* Problem requirements
Would you please transcribe, exactly as written, the lines of the entries below starting at the one that holds "the boy's face" and ending at the one that holds "the boy's mouth", both included?

[Records drawn from a dataset]
★ ★ ★

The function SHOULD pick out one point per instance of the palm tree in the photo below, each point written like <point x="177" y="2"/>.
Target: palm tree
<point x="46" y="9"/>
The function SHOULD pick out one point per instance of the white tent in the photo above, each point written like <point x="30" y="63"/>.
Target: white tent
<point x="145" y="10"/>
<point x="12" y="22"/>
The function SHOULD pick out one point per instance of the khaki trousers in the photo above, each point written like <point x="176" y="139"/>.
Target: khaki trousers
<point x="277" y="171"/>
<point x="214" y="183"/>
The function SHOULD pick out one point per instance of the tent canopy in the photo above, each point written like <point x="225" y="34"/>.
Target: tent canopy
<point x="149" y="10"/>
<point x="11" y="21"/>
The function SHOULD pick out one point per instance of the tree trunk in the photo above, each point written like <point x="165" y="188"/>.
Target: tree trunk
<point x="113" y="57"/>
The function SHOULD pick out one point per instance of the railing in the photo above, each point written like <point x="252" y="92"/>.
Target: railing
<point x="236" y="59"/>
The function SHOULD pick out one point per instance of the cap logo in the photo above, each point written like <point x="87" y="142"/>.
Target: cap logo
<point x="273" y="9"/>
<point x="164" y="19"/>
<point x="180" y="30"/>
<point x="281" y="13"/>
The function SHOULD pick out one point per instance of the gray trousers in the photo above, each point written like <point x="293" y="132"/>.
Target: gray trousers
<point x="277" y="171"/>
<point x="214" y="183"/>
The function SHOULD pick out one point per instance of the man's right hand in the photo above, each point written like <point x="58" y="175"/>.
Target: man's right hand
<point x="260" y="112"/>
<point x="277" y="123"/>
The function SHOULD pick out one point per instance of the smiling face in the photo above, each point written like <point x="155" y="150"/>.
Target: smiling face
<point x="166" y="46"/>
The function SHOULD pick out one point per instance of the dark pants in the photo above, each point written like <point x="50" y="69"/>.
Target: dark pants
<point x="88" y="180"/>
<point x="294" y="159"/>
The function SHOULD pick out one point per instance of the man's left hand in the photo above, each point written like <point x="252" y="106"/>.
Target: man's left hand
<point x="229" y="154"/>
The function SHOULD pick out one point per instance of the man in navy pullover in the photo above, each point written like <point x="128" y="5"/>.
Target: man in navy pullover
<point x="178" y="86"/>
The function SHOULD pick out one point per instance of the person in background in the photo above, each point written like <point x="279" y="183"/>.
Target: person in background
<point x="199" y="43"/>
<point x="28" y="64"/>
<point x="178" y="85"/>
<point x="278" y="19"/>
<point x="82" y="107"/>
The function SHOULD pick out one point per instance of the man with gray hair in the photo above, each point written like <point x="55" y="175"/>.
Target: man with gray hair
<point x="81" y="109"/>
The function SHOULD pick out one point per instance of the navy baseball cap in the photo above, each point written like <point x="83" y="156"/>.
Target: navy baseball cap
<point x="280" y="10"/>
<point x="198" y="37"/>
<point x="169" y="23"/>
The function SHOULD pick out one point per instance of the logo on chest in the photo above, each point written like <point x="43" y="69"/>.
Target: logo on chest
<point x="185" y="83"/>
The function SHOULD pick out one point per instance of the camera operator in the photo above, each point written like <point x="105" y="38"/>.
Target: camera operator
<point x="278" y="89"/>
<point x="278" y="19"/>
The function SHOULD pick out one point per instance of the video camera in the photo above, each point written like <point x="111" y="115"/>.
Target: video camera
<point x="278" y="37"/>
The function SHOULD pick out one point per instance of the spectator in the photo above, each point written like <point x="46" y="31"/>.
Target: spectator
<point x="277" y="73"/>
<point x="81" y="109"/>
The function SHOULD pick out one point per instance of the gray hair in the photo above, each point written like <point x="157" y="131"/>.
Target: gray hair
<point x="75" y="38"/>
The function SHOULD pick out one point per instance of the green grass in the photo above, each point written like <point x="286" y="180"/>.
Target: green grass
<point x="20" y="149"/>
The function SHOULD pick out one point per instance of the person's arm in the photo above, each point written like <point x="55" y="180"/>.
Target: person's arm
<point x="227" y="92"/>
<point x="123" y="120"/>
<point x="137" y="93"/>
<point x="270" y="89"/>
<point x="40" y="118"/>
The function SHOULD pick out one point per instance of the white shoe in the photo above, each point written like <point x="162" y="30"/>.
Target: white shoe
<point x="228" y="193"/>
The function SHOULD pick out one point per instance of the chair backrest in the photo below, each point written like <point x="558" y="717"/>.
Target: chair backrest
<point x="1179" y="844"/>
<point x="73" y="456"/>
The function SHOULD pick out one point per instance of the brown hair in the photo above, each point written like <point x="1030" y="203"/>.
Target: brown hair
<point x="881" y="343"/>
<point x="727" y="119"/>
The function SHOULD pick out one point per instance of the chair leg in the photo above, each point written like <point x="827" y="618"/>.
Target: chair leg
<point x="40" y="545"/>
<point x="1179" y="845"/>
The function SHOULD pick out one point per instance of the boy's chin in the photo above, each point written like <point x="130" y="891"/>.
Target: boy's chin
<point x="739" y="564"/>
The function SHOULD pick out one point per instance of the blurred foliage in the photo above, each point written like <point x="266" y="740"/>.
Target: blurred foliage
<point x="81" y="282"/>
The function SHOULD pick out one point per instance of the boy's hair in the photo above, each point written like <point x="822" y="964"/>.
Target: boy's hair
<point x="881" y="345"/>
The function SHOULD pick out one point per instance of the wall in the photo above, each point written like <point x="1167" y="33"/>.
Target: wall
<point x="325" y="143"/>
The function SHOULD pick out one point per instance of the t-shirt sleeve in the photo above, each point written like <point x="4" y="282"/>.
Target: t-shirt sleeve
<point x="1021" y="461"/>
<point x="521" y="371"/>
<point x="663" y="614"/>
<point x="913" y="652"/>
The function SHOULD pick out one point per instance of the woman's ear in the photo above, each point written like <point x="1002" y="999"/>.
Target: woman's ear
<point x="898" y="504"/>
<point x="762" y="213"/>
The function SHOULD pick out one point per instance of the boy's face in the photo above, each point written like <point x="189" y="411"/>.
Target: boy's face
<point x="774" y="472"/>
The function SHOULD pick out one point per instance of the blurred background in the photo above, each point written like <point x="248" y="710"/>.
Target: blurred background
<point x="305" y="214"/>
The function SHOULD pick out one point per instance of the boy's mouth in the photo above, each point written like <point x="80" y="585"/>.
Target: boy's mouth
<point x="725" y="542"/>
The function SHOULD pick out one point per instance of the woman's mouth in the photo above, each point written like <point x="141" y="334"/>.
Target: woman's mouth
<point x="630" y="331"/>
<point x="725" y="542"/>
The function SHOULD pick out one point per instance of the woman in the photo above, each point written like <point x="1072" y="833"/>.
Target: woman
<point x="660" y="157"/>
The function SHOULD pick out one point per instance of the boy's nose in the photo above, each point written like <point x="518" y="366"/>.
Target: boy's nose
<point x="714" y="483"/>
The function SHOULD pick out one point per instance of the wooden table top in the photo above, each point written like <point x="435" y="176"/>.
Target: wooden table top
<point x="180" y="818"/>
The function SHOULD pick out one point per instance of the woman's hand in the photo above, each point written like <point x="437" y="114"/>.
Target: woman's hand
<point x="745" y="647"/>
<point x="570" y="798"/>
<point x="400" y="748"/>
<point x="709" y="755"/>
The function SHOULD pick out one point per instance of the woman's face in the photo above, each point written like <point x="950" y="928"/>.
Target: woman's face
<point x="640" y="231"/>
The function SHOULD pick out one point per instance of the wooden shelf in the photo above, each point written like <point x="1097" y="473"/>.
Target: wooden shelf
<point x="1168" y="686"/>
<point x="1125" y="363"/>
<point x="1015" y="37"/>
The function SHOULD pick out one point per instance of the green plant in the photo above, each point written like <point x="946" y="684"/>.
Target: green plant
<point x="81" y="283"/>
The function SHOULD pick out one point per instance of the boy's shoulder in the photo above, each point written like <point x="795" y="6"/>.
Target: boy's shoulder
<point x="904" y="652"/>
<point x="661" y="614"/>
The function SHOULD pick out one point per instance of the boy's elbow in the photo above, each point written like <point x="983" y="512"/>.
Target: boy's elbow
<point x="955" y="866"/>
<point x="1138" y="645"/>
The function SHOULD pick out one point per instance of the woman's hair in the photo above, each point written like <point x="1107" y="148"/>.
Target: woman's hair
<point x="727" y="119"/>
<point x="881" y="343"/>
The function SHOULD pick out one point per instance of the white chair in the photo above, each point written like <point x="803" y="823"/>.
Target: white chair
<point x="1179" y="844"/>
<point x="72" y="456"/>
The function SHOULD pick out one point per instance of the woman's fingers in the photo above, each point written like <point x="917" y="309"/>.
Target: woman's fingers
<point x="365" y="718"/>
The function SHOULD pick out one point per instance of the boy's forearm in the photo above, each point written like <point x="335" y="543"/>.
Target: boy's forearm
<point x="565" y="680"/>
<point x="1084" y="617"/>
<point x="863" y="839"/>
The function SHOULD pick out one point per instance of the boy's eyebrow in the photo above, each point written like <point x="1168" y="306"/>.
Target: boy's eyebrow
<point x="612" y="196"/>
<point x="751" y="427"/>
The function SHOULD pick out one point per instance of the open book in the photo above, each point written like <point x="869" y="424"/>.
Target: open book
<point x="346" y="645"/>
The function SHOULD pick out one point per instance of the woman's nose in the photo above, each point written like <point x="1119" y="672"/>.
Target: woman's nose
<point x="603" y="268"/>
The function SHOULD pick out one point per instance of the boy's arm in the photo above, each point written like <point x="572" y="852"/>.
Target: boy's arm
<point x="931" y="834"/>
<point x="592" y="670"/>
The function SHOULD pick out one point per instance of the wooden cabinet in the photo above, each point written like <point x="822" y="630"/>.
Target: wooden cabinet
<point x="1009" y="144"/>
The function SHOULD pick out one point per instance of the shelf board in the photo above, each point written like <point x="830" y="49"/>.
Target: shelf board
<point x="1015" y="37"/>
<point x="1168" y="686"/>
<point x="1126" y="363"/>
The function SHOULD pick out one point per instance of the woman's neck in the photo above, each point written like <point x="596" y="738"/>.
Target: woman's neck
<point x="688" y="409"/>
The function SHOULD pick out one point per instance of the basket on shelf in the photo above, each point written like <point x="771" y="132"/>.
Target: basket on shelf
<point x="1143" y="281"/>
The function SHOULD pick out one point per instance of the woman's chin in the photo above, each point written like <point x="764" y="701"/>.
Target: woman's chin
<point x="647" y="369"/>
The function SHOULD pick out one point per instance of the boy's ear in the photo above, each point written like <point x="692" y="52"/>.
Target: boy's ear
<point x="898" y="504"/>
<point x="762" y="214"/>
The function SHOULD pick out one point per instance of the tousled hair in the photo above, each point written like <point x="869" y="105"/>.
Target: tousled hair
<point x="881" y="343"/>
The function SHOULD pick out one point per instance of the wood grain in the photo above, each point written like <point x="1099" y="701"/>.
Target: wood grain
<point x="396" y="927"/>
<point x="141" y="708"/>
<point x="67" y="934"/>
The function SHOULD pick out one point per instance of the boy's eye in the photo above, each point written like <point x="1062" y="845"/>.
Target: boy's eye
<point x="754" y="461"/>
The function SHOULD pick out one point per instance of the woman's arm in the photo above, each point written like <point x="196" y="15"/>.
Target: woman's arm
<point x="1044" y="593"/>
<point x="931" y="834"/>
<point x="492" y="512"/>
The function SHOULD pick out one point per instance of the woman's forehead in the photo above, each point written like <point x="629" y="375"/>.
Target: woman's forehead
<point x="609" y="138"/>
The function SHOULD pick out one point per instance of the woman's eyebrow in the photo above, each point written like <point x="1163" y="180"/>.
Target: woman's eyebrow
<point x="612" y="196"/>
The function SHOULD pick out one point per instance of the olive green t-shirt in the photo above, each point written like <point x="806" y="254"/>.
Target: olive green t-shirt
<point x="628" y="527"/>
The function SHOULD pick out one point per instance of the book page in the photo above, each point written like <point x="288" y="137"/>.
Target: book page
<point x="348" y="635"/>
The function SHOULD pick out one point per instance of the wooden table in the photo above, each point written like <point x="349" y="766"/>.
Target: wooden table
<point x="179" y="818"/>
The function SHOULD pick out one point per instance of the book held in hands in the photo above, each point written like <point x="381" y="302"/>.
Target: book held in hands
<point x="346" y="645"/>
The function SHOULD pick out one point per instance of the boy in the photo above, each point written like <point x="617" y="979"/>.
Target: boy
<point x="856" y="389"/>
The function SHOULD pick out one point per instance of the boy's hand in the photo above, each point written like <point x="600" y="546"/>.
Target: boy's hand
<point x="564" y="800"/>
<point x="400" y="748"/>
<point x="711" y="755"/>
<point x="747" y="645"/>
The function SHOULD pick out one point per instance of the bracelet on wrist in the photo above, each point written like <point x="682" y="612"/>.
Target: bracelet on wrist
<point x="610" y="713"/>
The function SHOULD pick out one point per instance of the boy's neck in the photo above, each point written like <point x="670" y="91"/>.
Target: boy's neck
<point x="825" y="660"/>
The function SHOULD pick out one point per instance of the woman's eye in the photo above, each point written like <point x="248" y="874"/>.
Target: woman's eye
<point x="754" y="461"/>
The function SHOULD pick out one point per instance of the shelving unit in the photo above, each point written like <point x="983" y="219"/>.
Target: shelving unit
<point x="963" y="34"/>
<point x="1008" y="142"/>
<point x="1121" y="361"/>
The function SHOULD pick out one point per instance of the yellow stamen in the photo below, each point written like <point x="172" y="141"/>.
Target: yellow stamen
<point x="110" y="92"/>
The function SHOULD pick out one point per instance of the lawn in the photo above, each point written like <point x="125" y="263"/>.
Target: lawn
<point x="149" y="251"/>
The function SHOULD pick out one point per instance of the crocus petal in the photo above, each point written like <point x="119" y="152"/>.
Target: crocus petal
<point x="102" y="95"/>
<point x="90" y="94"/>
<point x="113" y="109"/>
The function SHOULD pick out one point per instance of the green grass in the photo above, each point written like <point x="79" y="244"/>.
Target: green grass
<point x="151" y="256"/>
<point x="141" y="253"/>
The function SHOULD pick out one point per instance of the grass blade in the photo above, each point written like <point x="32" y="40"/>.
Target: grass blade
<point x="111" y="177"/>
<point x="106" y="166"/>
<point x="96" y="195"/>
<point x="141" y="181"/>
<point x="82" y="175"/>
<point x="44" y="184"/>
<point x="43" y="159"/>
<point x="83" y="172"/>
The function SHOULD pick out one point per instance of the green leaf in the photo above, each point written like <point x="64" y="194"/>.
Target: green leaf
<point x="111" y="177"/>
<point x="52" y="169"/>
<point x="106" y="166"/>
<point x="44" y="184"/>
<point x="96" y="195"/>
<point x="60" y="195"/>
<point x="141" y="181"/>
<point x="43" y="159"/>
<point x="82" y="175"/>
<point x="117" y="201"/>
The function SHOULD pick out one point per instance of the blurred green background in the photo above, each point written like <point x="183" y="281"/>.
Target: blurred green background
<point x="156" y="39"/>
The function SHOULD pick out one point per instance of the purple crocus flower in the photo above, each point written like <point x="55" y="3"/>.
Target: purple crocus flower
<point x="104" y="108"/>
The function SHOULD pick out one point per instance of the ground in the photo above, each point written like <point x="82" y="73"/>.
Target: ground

★ ★ ★

* Answer to the problem
The function SHOULD pick out one point per instance of the boy's face in the photo above, each point written like <point x="189" y="411"/>.
Target: boy's face
<point x="774" y="472"/>
The function SHOULD pick out one point per instance of the blurred background in the photo above, each point written like <point x="248" y="710"/>.
Target: blurred background
<point x="305" y="214"/>
The function SHOULD pick out one point per instance of the boy's mouth in the photo above, each point written like <point x="80" y="585"/>.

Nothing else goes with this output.